- _INSTRUÇÕES DE TRABALHO_:
(A) Segundo o texto fornecido, qual é o valor da prestação mensal relativa à fração "A"?
(B) Devolve todas as linhas em que aparece a palavra "planter".

- _TEXTO FORNECIDO_:
---+---

O objeto do recurso é delimitado pelas suas conclusões, não podendo o tribunal superior conhecer de questões que aí não constem, sem prejuízo daquelas cujo conhecimento é oficioso.
Tendo por alicerce as conclusões, a questão essencial que importa apreciar consiste em saber se a recorrente é responsável pelo pagamento das contribuições solicitadas pelo condomínio do prédio em causa, mesmo aquelas que já estavam em dívida à data em que aquela adquiriu a fração.

Na 1ª instância teve-se por relevante a seguinte matéria de facto:
1. Teor literal do requerimento inicial executivo que se dá por integralmente reproduzido;
2. Teor da ata nº 11 de assembleia de condóminos cujo teor aqui se dá por integralmente reproduzido;
3. Teor da ata nº 13 de assembleia de condóminos cujo teor aqui se dá por integralmente reproduzido;
4. A executada/embargante foi proprietária da fração letra “A” a partir de abril de 2014;
5. O sócio-gerente da embargante/executada era o mesmo que da anterior proprietária da fração “A”;
6. A embargante/executada recebeu a ata de 20.04.2015., após 30 dias da mesma se ter realizado, sendo que dia 19.04.2015. foi domingo;
7. O acesso para a fração “A” pode ser feito do parqueamento na cave, através de escadas e elevador;
8. Teor da assembleia de condóminos de 23.01.2014.

Conhecendo da questão
A matéria de facto dada como provada não foi impugnada. Assim, conforme resulta provado no ponto 4. “A executada/ embargante foi proprietária da fração letra “A”, a partir de Abril de 2014”.
Também resulta provada no ponto 7 “O acesso para a fração “A” pode ser feito do parqueamento na cave, através de escadas e elevador”.
Também resulta do título executivo que a prestação mensal relativamente à fração “A” é de € 443,70.
No requerimento inicial executivo faz-se menção a quotas anteriores e posteriores a Janeiro de 2013, sendo que o valor das anteriores são no montante global de € 6.020,56 e as posteriores a Janeiro de 2013 são na quantia total de € 9.477,02.

---+---

- _Itens listados num conjunto de dados_:
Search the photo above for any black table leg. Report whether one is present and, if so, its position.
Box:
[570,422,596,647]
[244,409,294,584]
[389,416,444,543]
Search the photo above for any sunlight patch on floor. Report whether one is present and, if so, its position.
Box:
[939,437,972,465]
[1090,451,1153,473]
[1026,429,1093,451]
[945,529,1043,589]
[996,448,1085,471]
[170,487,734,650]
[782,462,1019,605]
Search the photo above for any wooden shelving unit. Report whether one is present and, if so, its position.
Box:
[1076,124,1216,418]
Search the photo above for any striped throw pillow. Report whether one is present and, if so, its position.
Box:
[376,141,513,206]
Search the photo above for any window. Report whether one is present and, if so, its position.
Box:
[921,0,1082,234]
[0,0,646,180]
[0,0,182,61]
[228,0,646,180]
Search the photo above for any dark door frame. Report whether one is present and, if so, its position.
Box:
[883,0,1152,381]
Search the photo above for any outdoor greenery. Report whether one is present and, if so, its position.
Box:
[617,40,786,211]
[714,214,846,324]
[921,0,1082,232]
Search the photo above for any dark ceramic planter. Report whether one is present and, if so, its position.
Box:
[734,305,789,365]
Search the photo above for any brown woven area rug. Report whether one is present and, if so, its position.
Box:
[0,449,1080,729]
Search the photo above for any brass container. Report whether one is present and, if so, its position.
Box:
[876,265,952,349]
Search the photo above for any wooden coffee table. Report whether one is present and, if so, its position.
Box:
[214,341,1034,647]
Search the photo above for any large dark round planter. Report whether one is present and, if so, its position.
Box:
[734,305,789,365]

---+---

- _RESPOSTAS AO EXERCÍCIO_:
(A) € 443,70.

(B)
Search the photo above for any dark ceramic planter. Report whether one is present and, if so, its position.
Search the photo above for any large dark round planter. Report whether one is present and, if so, its position.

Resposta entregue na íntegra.